*DOCUMENT EXCERPT*
20 C.F.R., Pt. 404, Subpt. P, App. 1, § 1.00B2b (emphasis added). The Administration has further clarified that use of an assistive device(s) limiting functioning of both of a claimant's upper extremities is sufficient, but not necessary, to establish an inability to ambulate effectively according to paragraphs 1 and 2 of section 1.00B2b. Specifically, the Administration has explained, "We do not want to say that a claimant needs two hand-held assistive devices in order to exhibit inability to ambulate effectively. . . . The definition requires only that the claimant not be able to ambulate effectively and that effective ambulation would not occur if the only way an individual could get around would be with an assistive device that requires use of both upper extremities." 66 Fed.Reg. 58010, at *58027 (Nov. 19, 2001). The Administration has further asserted that "[t]he criteria [under 1.00B2b] do not require an individual to use an assistive device of any kind[,]" the "explanation[s] and examples should make it clear that [the section] applies to anyone who cannot walk adequately[,]" and "we recognize that individuals with extreme inability to ambulate do not necessarily use assistive devices." Id. at *58026-27.

*YOUR OBJECTIVE*
In the excerpt on effective ambulation, what does the Administration say the 1.00B2b criteria require about using an assistive device?

*Collection entries*
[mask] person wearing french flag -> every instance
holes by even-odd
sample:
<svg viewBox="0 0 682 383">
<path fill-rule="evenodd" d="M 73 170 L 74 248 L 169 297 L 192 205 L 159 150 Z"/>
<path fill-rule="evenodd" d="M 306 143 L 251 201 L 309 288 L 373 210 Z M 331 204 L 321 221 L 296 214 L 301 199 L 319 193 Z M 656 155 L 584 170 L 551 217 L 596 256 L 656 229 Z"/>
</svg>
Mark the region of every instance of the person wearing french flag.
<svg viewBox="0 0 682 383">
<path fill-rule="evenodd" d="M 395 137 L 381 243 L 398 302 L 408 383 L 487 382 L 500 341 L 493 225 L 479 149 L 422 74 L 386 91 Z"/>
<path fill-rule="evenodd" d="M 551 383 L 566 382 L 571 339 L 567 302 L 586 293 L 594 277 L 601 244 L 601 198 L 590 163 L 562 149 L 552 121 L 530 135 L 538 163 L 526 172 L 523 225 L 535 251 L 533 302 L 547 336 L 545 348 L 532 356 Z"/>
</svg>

*ANSWER SPACE*
The criteria do not require an individual to use an assistive device of any kind.